#### [The problem]
Each line from the one containing "Query: cactus" onward, through the end of the entries, is to be transcribed exactly; nothing else is to be included.

┄┄┄┄┄┄

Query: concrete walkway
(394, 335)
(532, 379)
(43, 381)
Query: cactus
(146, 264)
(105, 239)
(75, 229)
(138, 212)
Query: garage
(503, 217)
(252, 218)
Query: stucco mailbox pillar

┄┄┄┄┄┄

#### [Task output]
Query: cactus
(146, 264)
(105, 239)
(75, 229)
(138, 212)
Query: garage
(503, 217)
(252, 218)
Query: stucco mailbox pillar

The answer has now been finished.